┌──

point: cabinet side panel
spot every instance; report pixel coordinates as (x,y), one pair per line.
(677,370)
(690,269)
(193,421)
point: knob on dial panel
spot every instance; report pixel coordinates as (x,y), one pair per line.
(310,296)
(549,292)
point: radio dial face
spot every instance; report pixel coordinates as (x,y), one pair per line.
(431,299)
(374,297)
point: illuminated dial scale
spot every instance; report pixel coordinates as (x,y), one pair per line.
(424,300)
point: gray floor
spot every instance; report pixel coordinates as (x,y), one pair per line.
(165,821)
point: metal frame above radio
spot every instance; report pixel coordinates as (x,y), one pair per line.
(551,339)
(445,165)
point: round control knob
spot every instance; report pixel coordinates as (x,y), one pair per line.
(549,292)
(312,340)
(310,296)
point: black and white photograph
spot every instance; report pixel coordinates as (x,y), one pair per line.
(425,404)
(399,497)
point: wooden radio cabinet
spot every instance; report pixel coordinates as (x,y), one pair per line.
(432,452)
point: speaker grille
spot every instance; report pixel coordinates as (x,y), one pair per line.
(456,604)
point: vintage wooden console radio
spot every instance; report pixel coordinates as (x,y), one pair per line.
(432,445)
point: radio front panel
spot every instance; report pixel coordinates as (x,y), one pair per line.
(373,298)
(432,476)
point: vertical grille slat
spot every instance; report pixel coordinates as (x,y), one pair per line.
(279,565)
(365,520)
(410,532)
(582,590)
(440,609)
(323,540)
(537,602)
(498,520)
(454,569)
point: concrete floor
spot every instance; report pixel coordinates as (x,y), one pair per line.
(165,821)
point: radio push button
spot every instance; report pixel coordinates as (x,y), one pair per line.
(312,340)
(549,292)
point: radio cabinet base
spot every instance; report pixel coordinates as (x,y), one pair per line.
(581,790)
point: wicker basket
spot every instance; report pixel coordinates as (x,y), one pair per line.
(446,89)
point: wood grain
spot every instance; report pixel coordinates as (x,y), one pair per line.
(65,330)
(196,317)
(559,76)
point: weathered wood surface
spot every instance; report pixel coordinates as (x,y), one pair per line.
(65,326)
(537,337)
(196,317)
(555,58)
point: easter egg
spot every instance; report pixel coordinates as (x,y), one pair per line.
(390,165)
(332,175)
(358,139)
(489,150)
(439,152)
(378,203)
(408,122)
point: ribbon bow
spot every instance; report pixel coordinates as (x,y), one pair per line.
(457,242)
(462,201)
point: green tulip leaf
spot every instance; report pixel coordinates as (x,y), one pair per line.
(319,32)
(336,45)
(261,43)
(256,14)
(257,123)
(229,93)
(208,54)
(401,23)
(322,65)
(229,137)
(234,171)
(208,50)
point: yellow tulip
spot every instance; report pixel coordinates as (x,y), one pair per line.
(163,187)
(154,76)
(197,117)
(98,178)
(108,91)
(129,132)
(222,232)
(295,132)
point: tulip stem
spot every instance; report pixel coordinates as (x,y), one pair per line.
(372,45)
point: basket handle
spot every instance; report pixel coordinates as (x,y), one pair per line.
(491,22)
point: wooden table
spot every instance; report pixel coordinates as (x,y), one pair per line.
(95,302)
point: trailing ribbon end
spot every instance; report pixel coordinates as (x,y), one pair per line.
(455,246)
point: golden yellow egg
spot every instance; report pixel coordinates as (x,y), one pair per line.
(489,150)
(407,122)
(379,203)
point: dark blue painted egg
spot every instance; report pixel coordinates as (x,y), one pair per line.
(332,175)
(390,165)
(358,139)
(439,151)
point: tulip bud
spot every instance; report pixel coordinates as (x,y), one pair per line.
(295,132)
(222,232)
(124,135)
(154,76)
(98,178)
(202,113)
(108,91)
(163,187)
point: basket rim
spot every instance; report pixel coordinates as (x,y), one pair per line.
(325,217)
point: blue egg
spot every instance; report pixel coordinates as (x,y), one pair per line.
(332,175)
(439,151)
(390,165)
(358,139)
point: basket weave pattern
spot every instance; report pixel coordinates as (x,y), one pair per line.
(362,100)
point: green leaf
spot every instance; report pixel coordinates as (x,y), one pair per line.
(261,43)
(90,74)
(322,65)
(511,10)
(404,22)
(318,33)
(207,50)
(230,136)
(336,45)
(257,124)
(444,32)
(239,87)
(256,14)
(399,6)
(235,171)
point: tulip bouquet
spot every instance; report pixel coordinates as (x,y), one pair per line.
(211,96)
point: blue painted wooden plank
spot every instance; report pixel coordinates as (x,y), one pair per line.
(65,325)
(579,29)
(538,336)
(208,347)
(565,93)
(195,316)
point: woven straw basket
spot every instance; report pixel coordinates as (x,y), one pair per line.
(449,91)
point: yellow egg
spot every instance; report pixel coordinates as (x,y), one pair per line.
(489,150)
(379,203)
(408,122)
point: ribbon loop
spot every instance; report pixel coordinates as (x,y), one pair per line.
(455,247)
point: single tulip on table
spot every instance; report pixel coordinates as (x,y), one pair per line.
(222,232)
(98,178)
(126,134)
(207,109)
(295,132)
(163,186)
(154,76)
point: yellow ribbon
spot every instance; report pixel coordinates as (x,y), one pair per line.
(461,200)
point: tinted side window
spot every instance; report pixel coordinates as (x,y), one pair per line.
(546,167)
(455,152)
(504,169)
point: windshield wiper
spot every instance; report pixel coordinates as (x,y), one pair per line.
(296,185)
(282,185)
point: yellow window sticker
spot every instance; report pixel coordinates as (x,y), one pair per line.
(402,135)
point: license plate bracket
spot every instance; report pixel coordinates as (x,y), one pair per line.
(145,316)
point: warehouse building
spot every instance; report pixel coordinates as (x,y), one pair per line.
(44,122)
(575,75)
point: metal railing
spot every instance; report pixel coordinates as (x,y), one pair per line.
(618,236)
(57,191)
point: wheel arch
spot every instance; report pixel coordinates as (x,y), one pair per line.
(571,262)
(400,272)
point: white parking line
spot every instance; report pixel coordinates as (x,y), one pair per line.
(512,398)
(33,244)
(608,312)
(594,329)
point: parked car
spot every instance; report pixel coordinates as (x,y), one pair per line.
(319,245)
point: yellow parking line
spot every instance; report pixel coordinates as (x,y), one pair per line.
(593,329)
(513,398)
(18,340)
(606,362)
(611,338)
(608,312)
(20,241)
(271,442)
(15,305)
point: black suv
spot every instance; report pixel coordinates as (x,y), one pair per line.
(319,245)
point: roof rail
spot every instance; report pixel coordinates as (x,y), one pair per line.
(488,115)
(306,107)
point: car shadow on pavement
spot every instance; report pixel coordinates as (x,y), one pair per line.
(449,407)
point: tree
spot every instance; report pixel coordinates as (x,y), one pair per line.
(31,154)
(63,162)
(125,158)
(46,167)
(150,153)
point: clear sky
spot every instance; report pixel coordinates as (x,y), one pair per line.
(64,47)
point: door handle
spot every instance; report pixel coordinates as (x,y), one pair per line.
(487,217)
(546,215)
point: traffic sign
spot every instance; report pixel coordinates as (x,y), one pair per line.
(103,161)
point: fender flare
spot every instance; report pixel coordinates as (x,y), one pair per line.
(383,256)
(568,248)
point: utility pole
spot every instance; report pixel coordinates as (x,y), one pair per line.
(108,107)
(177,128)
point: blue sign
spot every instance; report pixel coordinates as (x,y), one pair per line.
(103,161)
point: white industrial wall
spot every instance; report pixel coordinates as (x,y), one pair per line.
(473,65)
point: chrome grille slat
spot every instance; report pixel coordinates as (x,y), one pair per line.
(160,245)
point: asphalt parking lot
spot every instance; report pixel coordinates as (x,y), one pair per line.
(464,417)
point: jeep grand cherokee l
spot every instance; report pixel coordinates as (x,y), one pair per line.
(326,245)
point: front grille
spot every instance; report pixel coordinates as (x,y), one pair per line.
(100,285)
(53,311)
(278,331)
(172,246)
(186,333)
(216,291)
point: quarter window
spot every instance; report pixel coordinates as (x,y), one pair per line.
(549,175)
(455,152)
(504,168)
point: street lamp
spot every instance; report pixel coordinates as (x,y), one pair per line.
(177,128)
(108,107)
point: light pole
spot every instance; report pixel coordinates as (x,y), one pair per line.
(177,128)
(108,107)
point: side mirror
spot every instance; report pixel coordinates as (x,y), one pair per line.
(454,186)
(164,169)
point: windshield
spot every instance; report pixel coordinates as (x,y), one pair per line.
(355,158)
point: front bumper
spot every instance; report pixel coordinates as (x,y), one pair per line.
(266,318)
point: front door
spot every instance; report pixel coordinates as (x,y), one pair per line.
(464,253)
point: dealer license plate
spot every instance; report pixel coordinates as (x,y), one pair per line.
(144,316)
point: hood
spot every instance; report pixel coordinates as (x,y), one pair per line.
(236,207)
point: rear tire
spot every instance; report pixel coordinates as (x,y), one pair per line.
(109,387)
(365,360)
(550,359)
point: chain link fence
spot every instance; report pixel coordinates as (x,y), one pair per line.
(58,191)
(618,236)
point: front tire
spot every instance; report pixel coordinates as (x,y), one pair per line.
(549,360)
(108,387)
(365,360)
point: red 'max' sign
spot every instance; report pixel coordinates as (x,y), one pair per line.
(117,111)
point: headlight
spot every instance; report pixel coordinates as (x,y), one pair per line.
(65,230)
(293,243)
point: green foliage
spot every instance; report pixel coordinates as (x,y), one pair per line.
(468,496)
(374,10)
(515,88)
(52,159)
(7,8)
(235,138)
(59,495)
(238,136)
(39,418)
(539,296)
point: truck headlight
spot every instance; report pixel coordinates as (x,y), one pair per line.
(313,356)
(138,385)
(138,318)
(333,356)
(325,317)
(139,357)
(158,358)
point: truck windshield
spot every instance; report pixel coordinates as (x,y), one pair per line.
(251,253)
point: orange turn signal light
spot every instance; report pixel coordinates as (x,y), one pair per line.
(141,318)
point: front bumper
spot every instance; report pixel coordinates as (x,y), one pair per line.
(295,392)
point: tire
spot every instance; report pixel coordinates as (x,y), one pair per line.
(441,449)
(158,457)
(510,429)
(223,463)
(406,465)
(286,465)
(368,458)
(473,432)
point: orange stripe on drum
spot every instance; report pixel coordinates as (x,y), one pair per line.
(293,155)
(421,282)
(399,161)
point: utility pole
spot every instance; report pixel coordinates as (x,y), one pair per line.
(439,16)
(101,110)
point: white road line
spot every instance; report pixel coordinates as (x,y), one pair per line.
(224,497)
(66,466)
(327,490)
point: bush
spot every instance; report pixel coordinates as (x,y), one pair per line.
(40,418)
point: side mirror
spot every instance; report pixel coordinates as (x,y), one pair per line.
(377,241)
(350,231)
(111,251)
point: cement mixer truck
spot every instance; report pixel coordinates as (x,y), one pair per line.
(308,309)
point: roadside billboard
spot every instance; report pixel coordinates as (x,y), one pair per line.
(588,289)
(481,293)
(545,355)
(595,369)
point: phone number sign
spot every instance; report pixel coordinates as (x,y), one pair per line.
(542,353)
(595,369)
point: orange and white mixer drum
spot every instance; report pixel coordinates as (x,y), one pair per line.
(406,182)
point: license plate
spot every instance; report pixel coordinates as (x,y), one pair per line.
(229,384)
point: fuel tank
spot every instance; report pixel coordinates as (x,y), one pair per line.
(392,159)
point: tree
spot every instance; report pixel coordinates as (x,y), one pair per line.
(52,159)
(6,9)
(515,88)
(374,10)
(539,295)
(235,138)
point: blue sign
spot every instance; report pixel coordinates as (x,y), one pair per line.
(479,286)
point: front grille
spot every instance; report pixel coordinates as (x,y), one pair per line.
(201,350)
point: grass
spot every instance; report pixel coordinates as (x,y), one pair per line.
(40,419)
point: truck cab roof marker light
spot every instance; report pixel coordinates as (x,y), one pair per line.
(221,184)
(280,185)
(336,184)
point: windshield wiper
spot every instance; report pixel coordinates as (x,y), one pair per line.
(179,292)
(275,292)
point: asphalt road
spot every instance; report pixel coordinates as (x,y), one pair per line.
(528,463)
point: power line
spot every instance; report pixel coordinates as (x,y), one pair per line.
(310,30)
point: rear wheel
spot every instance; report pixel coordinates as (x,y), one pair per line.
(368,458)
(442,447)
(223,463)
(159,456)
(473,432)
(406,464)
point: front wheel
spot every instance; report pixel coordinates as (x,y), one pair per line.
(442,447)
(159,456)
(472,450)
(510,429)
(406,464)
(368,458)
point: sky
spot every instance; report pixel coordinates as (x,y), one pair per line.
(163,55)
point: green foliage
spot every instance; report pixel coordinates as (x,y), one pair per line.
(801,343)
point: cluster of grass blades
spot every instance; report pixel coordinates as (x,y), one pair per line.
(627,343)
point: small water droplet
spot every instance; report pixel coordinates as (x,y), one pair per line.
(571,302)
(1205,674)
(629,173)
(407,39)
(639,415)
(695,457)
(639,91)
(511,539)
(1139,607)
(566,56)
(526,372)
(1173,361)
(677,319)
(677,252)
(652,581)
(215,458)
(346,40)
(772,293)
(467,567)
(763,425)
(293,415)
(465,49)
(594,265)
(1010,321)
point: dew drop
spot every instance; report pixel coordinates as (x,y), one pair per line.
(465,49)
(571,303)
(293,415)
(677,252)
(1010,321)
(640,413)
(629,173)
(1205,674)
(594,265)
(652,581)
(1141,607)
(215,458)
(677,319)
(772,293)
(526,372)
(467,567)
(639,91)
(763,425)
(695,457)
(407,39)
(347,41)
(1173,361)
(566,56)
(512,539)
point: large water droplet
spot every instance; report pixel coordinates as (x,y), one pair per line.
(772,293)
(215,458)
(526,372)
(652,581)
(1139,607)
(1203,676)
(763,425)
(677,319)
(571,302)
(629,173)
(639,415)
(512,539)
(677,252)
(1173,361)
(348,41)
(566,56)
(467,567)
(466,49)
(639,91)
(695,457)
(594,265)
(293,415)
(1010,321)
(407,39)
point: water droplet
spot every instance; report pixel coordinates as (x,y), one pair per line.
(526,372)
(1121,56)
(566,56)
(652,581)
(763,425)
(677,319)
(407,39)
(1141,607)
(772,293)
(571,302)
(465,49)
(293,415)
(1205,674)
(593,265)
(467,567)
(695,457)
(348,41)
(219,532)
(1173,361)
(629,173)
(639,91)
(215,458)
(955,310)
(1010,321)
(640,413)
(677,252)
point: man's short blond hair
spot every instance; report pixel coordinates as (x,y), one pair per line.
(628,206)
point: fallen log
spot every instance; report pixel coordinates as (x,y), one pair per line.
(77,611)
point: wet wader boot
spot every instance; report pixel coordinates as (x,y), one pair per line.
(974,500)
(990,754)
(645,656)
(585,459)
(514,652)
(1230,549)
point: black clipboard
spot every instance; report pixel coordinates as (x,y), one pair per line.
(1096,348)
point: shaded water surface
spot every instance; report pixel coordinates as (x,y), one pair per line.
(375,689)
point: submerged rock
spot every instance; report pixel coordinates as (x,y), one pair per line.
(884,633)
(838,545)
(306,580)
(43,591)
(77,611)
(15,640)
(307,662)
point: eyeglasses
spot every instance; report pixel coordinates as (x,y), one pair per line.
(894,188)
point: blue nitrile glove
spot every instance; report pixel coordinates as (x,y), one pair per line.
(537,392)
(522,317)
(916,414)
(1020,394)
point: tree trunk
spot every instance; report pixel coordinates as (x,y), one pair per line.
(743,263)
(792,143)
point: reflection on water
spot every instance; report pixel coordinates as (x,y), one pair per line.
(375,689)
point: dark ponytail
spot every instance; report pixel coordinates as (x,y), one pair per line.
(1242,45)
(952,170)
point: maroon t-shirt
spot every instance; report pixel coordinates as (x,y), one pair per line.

└──

▶ **OBJECTIVE**:
Starting at the line that contains "point: water droplet", write out every line to the end of the entries, exactly as given.

▶ **TASK RESPONSE**:
point: water droplet
spot every instance; report pixel coordinates as (x,y), one pair per line.
(526,372)
(1121,56)
(566,56)
(652,581)
(763,425)
(677,319)
(407,39)
(1141,607)
(772,293)
(571,302)
(465,49)
(293,415)
(1205,674)
(593,265)
(467,567)
(695,457)
(348,41)
(219,532)
(1173,361)
(629,173)
(639,91)
(215,458)
(955,310)
(1010,321)
(640,413)
(677,252)
point: man's short blond hair
spot every instance; report pixel coordinates as (x,y), one pair per line.
(628,206)
point: fallen log
spot every instance; report pixel coordinates as (x,y), one pair per line.
(77,611)
point: wet wader boot
spot every instance; report pixel coordinates as (x,y), one pair per line.
(974,500)
(990,754)
(645,656)
(585,459)
(514,652)
(1230,549)
point: black clipboard
spot every instance; report pixel coordinates as (x,y), one pair per line.
(1096,348)
point: shaded water surface
spot every instance; report pixel coordinates as (x,y), one pair per line.
(375,689)
point: submerged rock
spot every instance; report pixel coordinates as (x,y), one pair per line.
(884,633)
(838,545)
(306,580)
(43,591)
(77,611)
(15,640)
(307,662)
point: eyeglasses
spot every instance; report pixel coordinates as (x,y), one pair per line.
(894,188)
point: blue nitrile glove
spot every instance; report pixel coordinates as (x,y), one pair per line.
(537,392)
(522,317)
(916,414)
(1020,394)
point: tree trunk
spot every instance; report pixel coordinates as (x,y), one pair per line.
(743,263)
(792,143)
point: reflection on water
spot every instance; report pixel coordinates as (x,y), one pair per line.
(375,689)
point: dark ponytail
spot every instance; report pixel coordinates as (x,y), one pair per line.
(1242,45)
(952,170)
point: maroon t-shirt
spot every instance; report pixel coordinates as (x,y), one pair per line.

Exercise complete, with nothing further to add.